'''

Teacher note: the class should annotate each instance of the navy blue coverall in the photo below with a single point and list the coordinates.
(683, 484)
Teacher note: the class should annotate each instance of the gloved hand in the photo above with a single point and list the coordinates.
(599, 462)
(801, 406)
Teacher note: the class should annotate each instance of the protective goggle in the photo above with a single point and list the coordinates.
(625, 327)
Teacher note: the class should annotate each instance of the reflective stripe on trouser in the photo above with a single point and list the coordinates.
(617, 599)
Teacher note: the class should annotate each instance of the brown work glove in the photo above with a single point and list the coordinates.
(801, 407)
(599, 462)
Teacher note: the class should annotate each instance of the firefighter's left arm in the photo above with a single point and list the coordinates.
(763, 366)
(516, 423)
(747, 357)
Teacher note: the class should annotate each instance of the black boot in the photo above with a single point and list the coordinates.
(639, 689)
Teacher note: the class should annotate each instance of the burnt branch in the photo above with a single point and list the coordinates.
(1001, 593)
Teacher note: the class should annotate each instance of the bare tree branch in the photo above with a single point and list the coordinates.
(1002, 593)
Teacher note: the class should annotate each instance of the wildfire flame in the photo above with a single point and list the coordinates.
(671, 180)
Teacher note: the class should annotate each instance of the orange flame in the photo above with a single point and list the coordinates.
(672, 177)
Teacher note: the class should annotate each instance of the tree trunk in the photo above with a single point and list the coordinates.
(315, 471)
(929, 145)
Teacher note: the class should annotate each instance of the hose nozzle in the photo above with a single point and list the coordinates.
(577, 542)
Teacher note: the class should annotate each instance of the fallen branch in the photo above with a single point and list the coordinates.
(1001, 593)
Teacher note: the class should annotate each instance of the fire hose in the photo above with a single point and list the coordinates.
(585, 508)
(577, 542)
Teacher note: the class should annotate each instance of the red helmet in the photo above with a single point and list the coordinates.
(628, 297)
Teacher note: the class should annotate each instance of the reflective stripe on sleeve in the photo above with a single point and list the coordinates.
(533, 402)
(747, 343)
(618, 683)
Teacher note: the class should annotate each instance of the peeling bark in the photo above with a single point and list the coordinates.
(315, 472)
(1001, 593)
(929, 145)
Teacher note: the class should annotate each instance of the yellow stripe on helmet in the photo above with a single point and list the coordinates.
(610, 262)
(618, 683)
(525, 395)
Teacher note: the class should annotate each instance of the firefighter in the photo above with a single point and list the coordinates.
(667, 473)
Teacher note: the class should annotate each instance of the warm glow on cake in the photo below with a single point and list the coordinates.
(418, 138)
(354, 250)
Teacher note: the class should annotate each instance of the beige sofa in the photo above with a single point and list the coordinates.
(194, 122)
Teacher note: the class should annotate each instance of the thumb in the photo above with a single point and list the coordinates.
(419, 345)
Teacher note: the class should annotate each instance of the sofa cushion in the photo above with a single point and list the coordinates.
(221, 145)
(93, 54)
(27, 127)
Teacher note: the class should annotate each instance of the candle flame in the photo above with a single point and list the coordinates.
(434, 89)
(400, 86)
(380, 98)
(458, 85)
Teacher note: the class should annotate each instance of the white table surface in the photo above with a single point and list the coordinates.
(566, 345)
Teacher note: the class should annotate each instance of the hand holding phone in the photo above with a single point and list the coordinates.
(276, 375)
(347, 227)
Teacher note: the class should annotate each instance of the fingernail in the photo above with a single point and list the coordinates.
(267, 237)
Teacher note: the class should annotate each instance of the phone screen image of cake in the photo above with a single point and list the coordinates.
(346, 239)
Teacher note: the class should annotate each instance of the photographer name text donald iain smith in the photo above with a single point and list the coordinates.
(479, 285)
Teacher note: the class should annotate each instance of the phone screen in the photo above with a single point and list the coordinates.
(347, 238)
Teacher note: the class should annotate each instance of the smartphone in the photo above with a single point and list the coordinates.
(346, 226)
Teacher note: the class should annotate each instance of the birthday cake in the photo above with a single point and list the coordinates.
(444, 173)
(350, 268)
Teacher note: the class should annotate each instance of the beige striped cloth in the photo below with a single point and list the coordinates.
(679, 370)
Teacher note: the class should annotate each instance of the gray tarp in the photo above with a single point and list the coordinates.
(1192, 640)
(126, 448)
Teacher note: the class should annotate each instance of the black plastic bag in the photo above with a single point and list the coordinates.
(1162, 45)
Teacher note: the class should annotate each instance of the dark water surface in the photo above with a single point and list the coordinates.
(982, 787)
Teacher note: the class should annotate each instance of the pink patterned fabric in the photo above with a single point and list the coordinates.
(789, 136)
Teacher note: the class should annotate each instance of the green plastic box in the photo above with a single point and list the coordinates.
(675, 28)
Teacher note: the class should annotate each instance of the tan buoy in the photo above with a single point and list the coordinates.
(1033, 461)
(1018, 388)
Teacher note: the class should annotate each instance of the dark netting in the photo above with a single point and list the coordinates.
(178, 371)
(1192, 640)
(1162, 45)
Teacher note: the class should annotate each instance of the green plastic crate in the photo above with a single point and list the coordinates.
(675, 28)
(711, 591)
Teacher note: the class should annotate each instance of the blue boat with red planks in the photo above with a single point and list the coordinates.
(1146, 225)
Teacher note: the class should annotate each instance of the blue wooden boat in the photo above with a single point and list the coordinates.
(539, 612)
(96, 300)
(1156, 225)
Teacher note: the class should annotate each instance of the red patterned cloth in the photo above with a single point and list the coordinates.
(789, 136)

'''

## PROBLEM REQUIREMENTS
Copy word for word the part of the items above that opens with the line containing "the dark netting" and runs through the last line of the items.

## FULL SOLUTION
Teacher note: the class should annotate each instance of the dark netting in the photo above with a single point and list the coordinates.
(178, 371)
(1192, 640)
(1162, 45)
Teacher note: the class should annotate each instance of the green plastic crate in the photo above with a single point and list the coordinates.
(675, 28)
(711, 591)
Teacher note: the class should annotate each instance of the blue boat with red planks in the photo above with a single point and list the coordinates.
(1146, 225)
Teacher note: the class should annotate each instance of the blue wooden boat in the photo above with a single point and list the coordinates.
(539, 612)
(96, 300)
(1156, 225)
Teacher note: the class should annotate each instance of the red patterned cloth in the photo above with a single point and list the coordinates.
(789, 136)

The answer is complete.